Textauszug:
* * *
Dür Biogen ist 2020 ein spannendes Jahr. Das Biotechschwergewicht wird in den nächsten Monaten in den USA und wohl danach auch in Europa den Zulassungsantrag für seinen Alzheimerantikörper Aducanumab einreichen. Diese überraschende Ankündigung hat die Biogen-Aktie seit Oktober um 30 Prozent nach oben katapultiert. Noch im März 2019 waren die zulassungsrelevanten klinischen Studien vorzeitig gestoppt worden.

Nach Auswertung der Daten aus den darauf folgenden Monaten ist das Management überzeugt, dass die Substanz nach Verabreichung der höchsten Dosismengen in der Lage ist, den Abbau der kognitiven Leistungen im Hinblick auf Gedächtnis, Orientierung und Sprache zu verlangsamen.
* * *
Erforderlicher Schritt A: Schreiben Sie aus dem Textauszug alles von "Nach Auswertung der" bis hinunter zu "Sprache zu verlangsamen." ab.
Erforderlicher Schritt B: Welche kognitiven Leistungen nennt der Textauszug, deren Abbau die Substanz verlangsamen soll?
Erforderlicher Schritt C: Um wie viel Prozent ist die Biogen-Aktie laut dem Textauszug seit Oktober gestiegen?
Die Datensätze stammen aus einer anderen Quelle als der Textauszug.

Zu prüfende Daten:
* * *
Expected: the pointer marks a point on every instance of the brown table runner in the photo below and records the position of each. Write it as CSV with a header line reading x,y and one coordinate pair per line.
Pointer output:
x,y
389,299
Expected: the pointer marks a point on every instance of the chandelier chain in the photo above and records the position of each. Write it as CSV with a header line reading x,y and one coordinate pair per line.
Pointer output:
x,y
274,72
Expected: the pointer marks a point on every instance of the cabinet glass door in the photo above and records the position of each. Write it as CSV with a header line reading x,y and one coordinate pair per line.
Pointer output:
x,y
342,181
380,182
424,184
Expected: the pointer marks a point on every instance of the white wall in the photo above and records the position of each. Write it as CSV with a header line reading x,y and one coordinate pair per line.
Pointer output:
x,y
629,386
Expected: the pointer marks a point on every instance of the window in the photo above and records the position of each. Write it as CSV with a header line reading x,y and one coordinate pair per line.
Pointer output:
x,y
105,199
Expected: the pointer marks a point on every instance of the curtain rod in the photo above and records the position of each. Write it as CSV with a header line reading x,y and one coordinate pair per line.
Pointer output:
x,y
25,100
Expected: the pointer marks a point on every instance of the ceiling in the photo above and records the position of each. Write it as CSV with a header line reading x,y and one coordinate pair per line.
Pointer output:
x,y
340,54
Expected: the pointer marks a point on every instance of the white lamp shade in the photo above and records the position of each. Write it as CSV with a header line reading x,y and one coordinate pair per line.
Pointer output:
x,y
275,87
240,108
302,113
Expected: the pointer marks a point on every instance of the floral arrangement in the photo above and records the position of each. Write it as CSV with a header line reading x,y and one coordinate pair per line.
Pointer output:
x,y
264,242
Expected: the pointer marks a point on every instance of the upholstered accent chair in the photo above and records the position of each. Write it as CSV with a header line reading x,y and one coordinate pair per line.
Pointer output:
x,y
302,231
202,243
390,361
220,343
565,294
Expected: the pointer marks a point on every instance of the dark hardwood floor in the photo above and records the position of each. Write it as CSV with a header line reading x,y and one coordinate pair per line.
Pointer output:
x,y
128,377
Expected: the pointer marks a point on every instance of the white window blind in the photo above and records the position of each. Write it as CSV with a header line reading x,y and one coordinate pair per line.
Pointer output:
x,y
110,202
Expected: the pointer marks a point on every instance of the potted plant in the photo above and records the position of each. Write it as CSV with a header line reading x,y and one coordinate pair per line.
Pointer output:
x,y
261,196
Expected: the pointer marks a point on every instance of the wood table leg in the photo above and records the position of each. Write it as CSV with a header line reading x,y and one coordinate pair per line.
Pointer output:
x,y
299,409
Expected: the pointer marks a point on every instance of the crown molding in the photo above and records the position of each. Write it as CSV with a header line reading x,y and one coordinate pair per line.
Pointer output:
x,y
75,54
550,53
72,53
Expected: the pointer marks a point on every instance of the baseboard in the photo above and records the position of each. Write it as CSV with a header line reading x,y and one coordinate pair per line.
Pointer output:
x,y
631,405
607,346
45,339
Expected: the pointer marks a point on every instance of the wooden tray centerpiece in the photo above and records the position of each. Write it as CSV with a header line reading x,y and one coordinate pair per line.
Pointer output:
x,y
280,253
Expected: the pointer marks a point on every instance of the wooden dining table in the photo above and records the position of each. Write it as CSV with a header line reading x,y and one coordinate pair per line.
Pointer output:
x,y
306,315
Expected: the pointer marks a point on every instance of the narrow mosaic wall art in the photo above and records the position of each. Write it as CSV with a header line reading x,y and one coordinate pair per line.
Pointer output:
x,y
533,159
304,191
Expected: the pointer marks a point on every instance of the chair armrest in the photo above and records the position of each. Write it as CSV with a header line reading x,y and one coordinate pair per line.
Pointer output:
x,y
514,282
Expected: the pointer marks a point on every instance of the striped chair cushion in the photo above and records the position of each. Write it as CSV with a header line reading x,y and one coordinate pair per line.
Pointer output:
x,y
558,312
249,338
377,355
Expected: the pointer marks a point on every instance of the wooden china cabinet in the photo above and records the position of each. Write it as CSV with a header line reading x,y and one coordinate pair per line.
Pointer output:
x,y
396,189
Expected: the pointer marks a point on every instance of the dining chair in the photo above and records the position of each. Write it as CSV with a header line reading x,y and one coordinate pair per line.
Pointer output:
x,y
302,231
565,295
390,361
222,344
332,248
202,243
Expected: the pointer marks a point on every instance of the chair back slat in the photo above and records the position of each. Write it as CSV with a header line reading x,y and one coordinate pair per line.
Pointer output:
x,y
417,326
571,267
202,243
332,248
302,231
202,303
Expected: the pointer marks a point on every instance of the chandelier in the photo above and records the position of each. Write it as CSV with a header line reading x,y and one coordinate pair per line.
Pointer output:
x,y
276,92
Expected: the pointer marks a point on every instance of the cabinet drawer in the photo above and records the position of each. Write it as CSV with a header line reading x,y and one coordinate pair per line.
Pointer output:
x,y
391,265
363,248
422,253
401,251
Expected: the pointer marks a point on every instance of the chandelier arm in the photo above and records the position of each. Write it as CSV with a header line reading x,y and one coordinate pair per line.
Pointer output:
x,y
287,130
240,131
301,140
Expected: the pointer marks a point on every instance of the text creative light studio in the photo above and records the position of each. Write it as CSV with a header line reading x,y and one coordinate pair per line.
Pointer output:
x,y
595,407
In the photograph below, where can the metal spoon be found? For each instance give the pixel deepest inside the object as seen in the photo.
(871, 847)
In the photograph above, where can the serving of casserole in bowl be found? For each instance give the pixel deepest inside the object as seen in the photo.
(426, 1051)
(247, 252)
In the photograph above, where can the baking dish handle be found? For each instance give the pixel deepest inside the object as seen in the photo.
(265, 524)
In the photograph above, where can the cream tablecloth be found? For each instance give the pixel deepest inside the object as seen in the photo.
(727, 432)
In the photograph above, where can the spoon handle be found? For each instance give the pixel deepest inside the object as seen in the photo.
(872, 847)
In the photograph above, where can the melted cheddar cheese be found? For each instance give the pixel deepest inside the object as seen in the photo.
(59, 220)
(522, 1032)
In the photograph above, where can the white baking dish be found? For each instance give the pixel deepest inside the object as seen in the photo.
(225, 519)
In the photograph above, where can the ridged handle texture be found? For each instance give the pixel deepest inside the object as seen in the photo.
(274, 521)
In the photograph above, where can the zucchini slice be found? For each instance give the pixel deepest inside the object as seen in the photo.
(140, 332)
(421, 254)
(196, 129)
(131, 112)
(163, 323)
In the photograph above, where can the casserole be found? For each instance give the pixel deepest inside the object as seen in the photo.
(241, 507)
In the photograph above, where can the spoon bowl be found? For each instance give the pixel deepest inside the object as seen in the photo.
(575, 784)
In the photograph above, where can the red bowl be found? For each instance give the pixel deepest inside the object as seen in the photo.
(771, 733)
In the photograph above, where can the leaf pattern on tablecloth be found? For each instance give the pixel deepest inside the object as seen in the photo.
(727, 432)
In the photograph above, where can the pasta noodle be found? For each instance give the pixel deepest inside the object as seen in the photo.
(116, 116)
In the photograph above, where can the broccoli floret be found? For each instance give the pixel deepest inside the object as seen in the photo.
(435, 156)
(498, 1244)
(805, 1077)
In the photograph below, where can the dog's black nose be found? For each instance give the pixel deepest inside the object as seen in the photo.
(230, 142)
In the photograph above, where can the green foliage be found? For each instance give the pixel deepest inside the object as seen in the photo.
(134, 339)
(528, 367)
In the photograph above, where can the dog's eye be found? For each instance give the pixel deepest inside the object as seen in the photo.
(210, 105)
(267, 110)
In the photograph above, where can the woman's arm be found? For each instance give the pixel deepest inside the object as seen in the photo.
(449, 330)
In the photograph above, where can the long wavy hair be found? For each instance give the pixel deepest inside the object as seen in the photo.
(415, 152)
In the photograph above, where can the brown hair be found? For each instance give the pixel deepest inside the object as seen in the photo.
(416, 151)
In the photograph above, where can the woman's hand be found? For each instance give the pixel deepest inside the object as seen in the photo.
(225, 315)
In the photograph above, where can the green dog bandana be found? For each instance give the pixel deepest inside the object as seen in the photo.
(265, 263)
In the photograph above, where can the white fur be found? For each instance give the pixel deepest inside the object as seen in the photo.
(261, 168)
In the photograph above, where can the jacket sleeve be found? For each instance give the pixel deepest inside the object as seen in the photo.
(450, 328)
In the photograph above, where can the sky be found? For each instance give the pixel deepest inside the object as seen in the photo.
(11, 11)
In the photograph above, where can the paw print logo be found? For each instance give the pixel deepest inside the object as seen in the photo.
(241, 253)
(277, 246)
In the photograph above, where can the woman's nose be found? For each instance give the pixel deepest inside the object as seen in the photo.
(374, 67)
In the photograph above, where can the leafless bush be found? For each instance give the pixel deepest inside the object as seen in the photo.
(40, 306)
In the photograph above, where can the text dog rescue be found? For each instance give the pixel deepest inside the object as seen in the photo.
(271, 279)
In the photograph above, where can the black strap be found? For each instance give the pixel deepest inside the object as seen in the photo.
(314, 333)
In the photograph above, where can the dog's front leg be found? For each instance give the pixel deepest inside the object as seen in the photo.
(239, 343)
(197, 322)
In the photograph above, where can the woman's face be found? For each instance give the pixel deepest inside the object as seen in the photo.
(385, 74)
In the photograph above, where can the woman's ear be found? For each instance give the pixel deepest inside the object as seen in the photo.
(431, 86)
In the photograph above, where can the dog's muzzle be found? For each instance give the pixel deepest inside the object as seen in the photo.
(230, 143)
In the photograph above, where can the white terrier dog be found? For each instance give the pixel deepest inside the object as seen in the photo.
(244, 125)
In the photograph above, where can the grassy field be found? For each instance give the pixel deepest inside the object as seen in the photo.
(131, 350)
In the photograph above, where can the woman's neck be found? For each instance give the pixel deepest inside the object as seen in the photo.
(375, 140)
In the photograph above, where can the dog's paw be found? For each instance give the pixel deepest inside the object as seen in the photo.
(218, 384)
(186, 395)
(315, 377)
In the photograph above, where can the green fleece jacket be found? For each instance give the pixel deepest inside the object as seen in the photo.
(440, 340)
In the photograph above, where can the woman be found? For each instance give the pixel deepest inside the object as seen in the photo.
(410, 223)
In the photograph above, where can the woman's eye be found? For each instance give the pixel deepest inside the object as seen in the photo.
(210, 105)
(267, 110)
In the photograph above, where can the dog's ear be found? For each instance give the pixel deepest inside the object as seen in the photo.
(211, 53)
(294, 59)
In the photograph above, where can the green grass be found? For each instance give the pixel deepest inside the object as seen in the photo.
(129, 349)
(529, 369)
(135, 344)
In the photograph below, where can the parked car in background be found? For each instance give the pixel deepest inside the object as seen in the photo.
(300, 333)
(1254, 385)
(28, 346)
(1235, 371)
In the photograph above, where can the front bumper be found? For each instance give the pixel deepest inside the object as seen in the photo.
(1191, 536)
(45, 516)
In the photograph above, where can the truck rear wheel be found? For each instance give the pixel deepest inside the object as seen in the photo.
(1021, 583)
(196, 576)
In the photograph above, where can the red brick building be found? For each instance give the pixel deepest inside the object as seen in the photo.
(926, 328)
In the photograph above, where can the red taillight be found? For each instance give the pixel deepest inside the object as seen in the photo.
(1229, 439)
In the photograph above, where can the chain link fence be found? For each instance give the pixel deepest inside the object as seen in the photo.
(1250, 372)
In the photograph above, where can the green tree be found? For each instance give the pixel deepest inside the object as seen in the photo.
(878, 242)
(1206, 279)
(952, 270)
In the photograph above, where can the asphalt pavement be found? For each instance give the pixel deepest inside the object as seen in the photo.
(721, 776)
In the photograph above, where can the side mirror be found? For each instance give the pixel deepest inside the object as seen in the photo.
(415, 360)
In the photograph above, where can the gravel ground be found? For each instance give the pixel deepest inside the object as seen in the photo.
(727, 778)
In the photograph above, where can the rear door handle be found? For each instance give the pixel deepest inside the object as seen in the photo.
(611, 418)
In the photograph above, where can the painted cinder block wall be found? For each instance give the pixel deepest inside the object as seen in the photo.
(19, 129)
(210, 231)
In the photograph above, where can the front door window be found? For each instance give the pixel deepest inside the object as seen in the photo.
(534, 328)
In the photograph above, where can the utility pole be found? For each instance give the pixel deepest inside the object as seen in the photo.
* * *
Lösung A:
Nach Auswertung der Daten aus den darauf folgenden Monaten ist das Management überzeugt, dass die Substanz nach Verabreichung der höchsten Dosismengen in der Lage ist, den Abbau der kognitiven Leistungen im Hinblick auf Gedächtnis, Orientierung und Sprache zu verlangsamen.

Lösung B: Gedächtnis, Orientierung, Sprache

Lösung C: Um 30 Prozent.